Study text |
Independent freight forwarders with considerable experience in this industry have surely had to deal with abandoned cargo at some point in their careers. Every year, almost hundreds of thousands of containers are abandoned globally. Although cargo abandonment by the consignee can be a stressful situation for all the stakeholders of the shipping process, it can be a huge headache for the freight forwarding companies. The port authorities have also created a guide for legitimately channelizing these abandoned cargoes for the recovery of demurrage and detention charges on behalf of the consignee.
Before talking about the tips for handling abandoned goods, let’s take a quick look at how this industry defines abandoned cargo.
Defining abandoned cargo
As per the FIATA, a cargo is called abandoned when “it becomes apparent that the consignee has manifested no intention to take delivery before the expiry of the free period.” However, this free period can differ from one country to another. For instance, in the US, the free period is 6 months after unloading at the dock while in China the free period is just 60 days.
Factors leading to cargo abandonment
Since the pandemic, countries around the world were shutting down their ports and airports. As a result, several consignees abandoned their goods to bypass the additional expenses. Moreover, the last minute changes in regulations that prohibit the importation of certain commodities can also be a factor behind cargo abandonment.
There are also instances where the consignee doesn’t pick up the cargo because of disputes regarding the quality or quantity. In addition, some unscrupulous people abandon the cargo to get rid of illegal goods or even garbage. At times, the consignee abandons the cargo in the case of bankruptcy or because they are unable to bear the customs expenses. When the authorities confiscate a shipment because of a violation of shipping regulations it could also become abandoned cargo.

Requirement 1 | Reproduce verbatim the passage of the abandoned cargo article from "Factors leading to" up to and including "become abandoned cargo.".
Requirement 2 | Resume the article on abandoned cargo, writing on from its last sentence.

Extracted information |
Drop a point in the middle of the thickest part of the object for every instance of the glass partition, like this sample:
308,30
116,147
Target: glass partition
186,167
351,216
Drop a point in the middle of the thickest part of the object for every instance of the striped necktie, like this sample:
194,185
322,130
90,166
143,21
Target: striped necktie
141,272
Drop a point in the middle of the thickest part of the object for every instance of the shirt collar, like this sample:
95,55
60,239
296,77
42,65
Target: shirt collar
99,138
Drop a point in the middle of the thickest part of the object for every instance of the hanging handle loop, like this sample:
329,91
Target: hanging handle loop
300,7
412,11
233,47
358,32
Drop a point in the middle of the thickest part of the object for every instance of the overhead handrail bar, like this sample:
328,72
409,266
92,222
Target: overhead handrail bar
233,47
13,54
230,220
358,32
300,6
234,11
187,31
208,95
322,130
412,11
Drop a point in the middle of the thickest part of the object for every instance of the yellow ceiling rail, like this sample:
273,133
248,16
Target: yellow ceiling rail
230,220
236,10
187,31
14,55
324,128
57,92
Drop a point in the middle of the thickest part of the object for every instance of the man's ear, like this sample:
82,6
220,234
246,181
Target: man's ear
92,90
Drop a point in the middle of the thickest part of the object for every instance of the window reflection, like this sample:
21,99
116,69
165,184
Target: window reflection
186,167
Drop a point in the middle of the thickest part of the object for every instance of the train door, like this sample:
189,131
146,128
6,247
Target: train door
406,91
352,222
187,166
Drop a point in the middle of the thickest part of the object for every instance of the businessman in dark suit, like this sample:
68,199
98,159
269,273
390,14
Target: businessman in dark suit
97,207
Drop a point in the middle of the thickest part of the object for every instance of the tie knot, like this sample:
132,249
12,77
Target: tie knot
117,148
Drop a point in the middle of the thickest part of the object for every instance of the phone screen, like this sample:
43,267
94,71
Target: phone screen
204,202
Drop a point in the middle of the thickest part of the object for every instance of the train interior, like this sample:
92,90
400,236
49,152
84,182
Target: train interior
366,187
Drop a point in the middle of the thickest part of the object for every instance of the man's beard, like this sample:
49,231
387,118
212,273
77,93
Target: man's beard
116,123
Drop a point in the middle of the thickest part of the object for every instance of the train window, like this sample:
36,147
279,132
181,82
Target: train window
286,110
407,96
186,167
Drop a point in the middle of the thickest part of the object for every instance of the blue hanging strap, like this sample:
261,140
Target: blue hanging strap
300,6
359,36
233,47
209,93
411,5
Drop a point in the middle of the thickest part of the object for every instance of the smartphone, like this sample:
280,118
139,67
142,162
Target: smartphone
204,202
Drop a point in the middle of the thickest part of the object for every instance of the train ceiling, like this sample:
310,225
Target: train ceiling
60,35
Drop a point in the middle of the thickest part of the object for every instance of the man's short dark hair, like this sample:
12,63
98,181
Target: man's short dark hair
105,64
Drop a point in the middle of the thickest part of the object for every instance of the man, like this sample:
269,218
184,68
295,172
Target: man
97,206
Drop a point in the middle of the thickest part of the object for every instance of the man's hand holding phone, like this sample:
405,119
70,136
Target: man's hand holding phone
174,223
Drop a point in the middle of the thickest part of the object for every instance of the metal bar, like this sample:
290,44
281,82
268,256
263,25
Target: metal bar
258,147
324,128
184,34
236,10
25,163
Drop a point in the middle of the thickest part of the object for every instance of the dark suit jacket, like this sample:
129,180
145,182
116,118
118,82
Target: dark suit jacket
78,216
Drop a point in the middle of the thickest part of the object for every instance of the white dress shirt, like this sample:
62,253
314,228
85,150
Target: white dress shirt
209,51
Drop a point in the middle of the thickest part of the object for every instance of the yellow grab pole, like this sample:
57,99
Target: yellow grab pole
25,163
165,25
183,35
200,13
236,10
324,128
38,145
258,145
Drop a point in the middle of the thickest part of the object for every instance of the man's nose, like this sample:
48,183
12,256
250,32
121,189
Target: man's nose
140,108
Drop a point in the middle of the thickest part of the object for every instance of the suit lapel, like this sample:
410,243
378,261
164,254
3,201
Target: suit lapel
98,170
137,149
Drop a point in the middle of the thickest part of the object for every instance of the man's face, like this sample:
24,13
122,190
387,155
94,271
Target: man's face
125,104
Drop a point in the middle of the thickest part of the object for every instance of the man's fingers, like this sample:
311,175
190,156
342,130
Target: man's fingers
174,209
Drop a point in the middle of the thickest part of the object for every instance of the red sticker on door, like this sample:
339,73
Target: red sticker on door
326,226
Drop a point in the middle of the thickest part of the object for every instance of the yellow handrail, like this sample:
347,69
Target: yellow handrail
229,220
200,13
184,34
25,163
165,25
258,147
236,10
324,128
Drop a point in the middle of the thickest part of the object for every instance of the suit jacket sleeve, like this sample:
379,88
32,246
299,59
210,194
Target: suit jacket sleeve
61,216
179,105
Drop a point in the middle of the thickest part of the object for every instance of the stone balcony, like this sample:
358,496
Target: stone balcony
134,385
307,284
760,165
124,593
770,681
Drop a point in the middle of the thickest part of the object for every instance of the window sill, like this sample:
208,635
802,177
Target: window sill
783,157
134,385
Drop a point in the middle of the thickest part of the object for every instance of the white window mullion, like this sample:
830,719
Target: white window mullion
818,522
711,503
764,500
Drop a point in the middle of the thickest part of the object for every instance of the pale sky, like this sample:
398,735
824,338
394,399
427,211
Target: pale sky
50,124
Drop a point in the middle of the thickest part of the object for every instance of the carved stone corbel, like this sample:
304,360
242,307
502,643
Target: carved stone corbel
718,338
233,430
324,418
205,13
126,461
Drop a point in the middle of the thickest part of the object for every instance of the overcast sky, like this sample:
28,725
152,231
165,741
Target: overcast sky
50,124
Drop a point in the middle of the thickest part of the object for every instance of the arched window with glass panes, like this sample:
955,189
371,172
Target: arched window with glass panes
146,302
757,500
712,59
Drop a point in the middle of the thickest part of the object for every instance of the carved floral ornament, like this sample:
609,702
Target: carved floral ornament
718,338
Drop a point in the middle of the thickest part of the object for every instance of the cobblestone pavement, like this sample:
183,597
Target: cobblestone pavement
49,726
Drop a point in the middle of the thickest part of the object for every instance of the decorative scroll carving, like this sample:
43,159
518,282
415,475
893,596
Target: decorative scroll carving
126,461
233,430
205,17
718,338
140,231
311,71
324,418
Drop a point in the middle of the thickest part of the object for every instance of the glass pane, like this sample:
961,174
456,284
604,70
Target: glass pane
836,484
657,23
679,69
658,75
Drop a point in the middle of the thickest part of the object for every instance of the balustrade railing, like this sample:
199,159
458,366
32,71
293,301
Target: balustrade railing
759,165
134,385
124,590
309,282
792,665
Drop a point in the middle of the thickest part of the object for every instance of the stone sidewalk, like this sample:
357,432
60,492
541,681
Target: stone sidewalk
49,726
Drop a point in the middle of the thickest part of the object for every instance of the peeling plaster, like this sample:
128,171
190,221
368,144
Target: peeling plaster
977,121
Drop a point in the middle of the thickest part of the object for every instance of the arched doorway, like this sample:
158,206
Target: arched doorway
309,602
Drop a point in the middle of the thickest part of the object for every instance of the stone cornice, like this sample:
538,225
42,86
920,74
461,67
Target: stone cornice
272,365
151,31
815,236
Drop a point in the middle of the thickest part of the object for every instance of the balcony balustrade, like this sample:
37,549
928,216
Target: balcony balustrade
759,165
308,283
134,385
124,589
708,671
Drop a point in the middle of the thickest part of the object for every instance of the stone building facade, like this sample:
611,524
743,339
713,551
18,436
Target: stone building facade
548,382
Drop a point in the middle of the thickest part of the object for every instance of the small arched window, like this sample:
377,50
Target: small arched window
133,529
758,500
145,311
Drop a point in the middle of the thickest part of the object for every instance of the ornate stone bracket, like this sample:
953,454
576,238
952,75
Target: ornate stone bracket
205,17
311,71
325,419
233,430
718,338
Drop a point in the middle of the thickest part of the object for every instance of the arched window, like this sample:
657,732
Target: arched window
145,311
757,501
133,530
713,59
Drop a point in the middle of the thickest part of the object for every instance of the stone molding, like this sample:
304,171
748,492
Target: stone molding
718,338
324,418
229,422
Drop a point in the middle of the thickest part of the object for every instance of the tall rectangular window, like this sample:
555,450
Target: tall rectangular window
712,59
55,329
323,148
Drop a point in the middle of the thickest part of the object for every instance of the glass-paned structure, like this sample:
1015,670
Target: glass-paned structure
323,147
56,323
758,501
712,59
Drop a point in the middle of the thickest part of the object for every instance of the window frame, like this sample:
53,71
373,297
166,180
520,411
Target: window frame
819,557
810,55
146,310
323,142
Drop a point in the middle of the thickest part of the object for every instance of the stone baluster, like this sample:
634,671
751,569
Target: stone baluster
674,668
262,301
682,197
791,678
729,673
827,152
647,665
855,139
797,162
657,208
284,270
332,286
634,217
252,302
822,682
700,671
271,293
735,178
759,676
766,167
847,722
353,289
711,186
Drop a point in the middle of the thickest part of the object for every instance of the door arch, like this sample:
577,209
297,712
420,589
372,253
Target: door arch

Answer space 1 |
Factors leading to cargo abandonment
Since the pandemic, countries around the world were shutting down their ports and airports. As a result, several consignees abandoned their goods to bypass the additional expenses. Moreover, the last minute changes in regulations that prohibit the importation of certain commodities can also be a factor behind cargo abandonment.
There are also instances where the consignee doesn’t pick up the cargo because of disputes regarding the quality or quantity. In addition, some unscrupulous people abandon the cargo to get rid of illegal goods or even garbage. At times, the consignee abandons the cargo in the case of bankruptcy or because they are unable to bear the customs expenses. When the authorities confiscate a shipment because of a violation of shipping regulations it could also become abandoned cargo.

Answer space 2 |
In any case, as an independent freight forwarder, you will get stuck in a sticky situation with abandoned cargo. This is because the ‘Merchant Clause’ of the shipping lines will make you liable for any outstanding monies. Moreover, if you have directly contracted the carrier and appear as the shipper on the Master Bill of Lading instead of ‘agent’ then you will also have to pay for demurrage, detention, warehousing, and any other related charges applicable to the shipment. Even though the cargo owner or consignee is actually responsible for these charges, you as the forwarder will be responsible since you are manifested as the shipper in the Master Bill of Lading.
How can independent freight forwarders avoid loses due to abandoned cargo?
Do not manifest yourself as the consignee or shipper in the Bill of Lading
Firstly, you need to take special care of your status in the BoL. For example, you need to avoid the status of the ‘principal party’ at all costs. When you have the status of ‘agent’ you will be able to avoid the liability of the abandoned goods. This will put the shipper in a direct agreement with the shipping line and you as the independent freight forwarder will have zero or limited liabilities. Additionally, if possible you can also go for a liability insurance to further safeguard yourself from any additional costs.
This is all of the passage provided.